▶ [ASSIGNMENT]:
Make an exact copy of all the entries, with the pictures left out.

▶ [DATA LISTING]:
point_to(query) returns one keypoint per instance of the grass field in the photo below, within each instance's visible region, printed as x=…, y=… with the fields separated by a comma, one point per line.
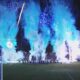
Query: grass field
x=41, y=71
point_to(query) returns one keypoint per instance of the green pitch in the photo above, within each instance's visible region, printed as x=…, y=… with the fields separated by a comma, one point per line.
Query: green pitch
x=41, y=71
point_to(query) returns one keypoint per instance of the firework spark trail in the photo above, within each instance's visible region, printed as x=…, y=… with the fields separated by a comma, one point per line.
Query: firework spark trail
x=21, y=13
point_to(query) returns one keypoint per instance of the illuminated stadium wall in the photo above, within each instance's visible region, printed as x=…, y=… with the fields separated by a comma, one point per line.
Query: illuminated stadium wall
x=38, y=30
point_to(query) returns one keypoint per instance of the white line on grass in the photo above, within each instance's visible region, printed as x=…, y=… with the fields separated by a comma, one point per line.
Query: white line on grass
x=70, y=76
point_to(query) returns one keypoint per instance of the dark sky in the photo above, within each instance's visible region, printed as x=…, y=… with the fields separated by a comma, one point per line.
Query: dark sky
x=76, y=12
x=75, y=6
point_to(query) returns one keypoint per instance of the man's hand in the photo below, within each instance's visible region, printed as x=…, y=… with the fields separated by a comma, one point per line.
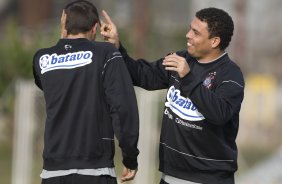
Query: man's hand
x=176, y=63
x=63, y=25
x=109, y=30
x=127, y=174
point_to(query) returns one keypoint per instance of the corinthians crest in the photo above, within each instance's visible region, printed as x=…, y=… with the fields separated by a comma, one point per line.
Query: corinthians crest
x=208, y=82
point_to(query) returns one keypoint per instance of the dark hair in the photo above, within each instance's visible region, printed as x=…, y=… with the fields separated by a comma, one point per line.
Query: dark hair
x=81, y=16
x=220, y=24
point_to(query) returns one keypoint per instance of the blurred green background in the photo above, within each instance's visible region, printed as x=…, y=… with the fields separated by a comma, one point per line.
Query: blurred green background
x=148, y=29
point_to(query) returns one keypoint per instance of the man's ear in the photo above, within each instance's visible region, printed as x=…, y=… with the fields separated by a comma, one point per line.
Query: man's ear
x=215, y=41
x=94, y=28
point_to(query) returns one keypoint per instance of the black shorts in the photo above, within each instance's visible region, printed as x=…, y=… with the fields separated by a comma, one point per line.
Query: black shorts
x=80, y=179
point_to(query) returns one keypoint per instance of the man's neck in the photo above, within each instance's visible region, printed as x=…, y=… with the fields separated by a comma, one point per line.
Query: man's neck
x=212, y=57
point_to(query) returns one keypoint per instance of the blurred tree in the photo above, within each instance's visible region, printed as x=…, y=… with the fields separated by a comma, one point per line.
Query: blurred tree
x=17, y=53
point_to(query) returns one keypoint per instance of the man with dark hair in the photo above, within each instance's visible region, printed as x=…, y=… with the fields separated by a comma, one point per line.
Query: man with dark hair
x=89, y=97
x=201, y=111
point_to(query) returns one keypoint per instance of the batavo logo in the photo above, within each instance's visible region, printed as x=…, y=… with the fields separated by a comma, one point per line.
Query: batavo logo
x=65, y=61
x=181, y=106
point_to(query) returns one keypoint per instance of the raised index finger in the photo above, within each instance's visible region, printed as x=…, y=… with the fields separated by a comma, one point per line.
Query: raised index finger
x=107, y=17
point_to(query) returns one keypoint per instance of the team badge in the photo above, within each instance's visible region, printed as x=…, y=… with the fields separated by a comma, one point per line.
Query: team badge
x=208, y=82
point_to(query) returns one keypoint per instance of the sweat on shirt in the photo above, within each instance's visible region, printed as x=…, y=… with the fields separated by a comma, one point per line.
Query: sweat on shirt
x=200, y=118
x=89, y=97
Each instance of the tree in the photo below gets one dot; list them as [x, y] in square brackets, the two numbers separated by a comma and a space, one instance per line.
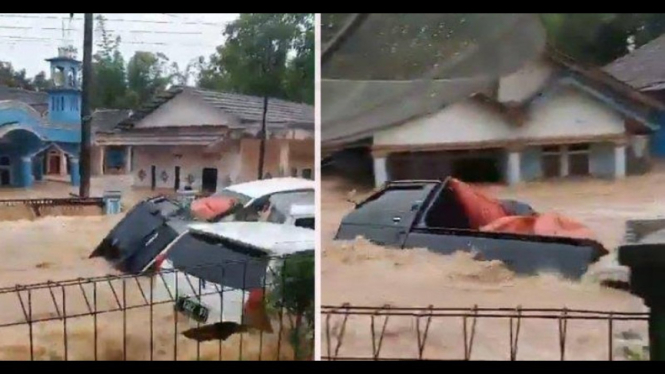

▶ [RESPONSE AREA]:
point_to(query) returns one keypoint per instance of the grass field in the photo below, within each instance's visible region, printed as x=…, y=… with the fields separated by a comma, one point per line.
Query: grass field
x=41, y=71
point_to(query) returns one keypoint per instance of the green pitch in the photo above, within each instance's visible region, printed as x=…, y=… with the fields separated by a comma, one point per line.
Query: green pitch
x=41, y=71
point_to(query) returns one keypoint per instance of the firework spark trail in the photo above, within each instance's visible region, printed as x=…, y=… with the fields separated by a comma, one point per line.
Query: firework spark trail
x=21, y=13
point_to(query) returns one keypoint per instance of the illuminated stadium wall in the photo above, within each instance's visible region, printed as x=…, y=… with the fields separated by a comma, one point per line.
Query: illuminated stadium wall
x=38, y=30
point_to(query) returns one keypoint per instance of the white line on grass in the photo above, within each instance's visible region, printed as x=…, y=… with the fields separated by a comma, one point per line.
Query: white line on grass
x=70, y=76
point_to(query) returns one keypoint per instance of the dark sky in the photo above, within each instance's visible region, printed as x=…, y=… with the fields separated by a comma, one point per line.
Query: dark sky
x=76, y=12
x=75, y=6
point_to(query) returns one keypoint per instance of the man's hand in the photo below, within each instance's visible region, printed as x=…, y=… with the fields separated by a comma, one point per line.
Query: man's hand
x=176, y=63
x=63, y=25
x=109, y=30
x=127, y=174
point_to(query) returns one keypoint per instance of the corinthians crest in the photo above, within each instance's visible region, printed as x=…, y=… with the fields separated by a comma, one point per line.
Query: corinthians crest
x=208, y=82
point_to(query) returns one keypoint per instance of the dark hair in the photo above, within each instance's visible region, printed as x=…, y=… with the fields separated by a comma, one point per line.
Query: dark hair
x=81, y=16
x=220, y=24
point_to(query) returns one keypoint per instance of the blurred green background in the photo above, within each instance's visible region, printed as x=…, y=… with the fields separated by a comma, one point per line.
Query: blurred green background
x=148, y=29
point_to(query) returns one keypoint per instance of the man's ear in the photo above, within each instance's visible region, printed as x=…, y=… with the fields separated by a comma, one point per line.
Query: man's ear
x=215, y=41
x=94, y=28
point_to(query) returns one keypoint per instance of the black shorts in the photo above, within each instance's visible region, printed as x=…, y=… with the fields separated by a comma, one point per line.
Query: black shorts
x=80, y=179
point_to(query) returns one keypoint per instance of the man's neck in the photo above, within each instance's visible region, printed as x=…, y=… with the fields separated by a comma, one point per line.
Query: man's neck
x=212, y=57
point_to(query) returns one keypoint per instance of the blurred tree in the photo above, within each instance's visible region, printed as x=…, y=… with the fields separated by a comma, one point per line.
Query: blurred tree
x=17, y=53
point_to(query) returns one keypoint per instance of the man with dark hair in the photo above, within each instance's visible region, printed as x=…, y=… with the fields separated by a comma, one point per line.
Query: man with dark hair
x=89, y=97
x=201, y=111
point_to(query) returns one keypoint per instance of the batavo logo in the photo above, within each instance's visible region, printed as x=…, y=… with the fields separated by a comma, one point per line.
Query: batavo logo
x=65, y=61
x=181, y=106
point_to(query) returns one keypoint per instance of the raised index finger in the photo above, within each instance's visible region, printed as x=…, y=… with the fields separated by a comma, one point per line.
Query: raised index finger
x=107, y=17
point_to(query) returns one keypoint per instance of the team badge in the photo above, within each instance's visible region, printed as x=…, y=… with the fields separated by a comma, one point per line.
Query: team badge
x=208, y=82
point_to(query) returns one keypoint per instance of the sweat on shirt in the photo above, within each instance's visible region, printed as x=…, y=… with the fields separated by a comma, one point per line.
Query: sweat on shirt
x=200, y=118
x=89, y=97
Each instance of the tree in the photo below gets one dot; list them as [x, y] in square brackets, the two numbers separated by a comma and a space, one instance per line.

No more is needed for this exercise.